▶ **Exercise requirements**
Rewrite all the entries below, replacing every "even-odd" with "nonzero" and leaving everything else unchanged.

▶ **The records**

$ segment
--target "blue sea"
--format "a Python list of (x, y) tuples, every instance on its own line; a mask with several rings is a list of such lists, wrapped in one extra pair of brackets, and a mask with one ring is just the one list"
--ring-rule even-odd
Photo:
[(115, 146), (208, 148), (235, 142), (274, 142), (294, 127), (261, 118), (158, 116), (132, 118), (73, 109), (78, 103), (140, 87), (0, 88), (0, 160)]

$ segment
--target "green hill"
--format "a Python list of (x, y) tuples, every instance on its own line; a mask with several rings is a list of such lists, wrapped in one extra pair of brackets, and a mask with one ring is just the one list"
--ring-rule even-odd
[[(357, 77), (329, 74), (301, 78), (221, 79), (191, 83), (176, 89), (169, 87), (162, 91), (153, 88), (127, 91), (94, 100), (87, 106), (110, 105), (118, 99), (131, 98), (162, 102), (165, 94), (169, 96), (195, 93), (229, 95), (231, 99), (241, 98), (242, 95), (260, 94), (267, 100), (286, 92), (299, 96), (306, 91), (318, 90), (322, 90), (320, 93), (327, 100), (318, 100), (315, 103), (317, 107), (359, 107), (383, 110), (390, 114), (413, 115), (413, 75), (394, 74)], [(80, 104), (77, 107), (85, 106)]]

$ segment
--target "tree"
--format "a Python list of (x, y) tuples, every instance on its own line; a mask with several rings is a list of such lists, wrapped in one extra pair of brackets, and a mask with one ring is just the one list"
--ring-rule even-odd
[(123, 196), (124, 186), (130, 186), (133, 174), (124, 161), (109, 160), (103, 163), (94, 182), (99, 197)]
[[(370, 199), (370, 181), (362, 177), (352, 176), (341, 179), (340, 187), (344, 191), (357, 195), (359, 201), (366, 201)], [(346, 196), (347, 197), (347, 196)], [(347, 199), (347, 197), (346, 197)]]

▶ **Output of the task**
$ segment
--target "blue sea"
--format "a Python list of (x, y) tuples, every instance on its own line; a mask with several rings is a list of such lists, wrapped in one extra pair of brackets, and a mask with one ring is just the one list"
--ring-rule nonzero
Photo:
[(115, 146), (208, 148), (235, 142), (274, 142), (294, 127), (261, 118), (158, 116), (132, 118), (73, 109), (78, 103), (140, 87), (0, 88), (0, 160)]

$ segment
--target "green hill"
--format "a Python list of (x, y) tuples, every instance on its own line; a mask with several rings is a list of such lists, wrapped in one extra pair of brackets, and a mask with one ring is just the one list"
--ring-rule nonzero
[[(357, 77), (329, 74), (301, 78), (221, 79), (191, 83), (176, 89), (169, 87), (162, 91), (153, 88), (127, 91), (94, 100), (87, 106), (110, 105), (118, 99), (131, 98), (162, 102), (165, 94), (169, 96), (195, 93), (229, 95), (231, 99), (241, 98), (242, 95), (260, 94), (267, 100), (286, 92), (299, 96), (306, 91), (318, 90), (322, 90), (320, 93), (327, 100), (318, 100), (315, 103), (317, 107), (359, 107), (383, 110), (390, 114), (413, 115), (413, 75), (394, 74)], [(80, 104), (77, 107), (85, 106)]]

$ segment
--target "tree"
--format "a Python list of (x, y) tuples, every instance on its own line; a mask with several rings is a list of such lists, wrapped in one extra pair of brackets, and a mask with one ring is just the one list"
--ring-rule nonzero
[(123, 196), (124, 186), (130, 186), (133, 174), (124, 161), (109, 160), (103, 163), (94, 182), (99, 197)]
[[(370, 199), (370, 181), (362, 177), (352, 176), (341, 179), (340, 187), (344, 191), (357, 195), (359, 201), (366, 201)], [(346, 196), (347, 197), (347, 196)], [(347, 199), (347, 197), (346, 197)]]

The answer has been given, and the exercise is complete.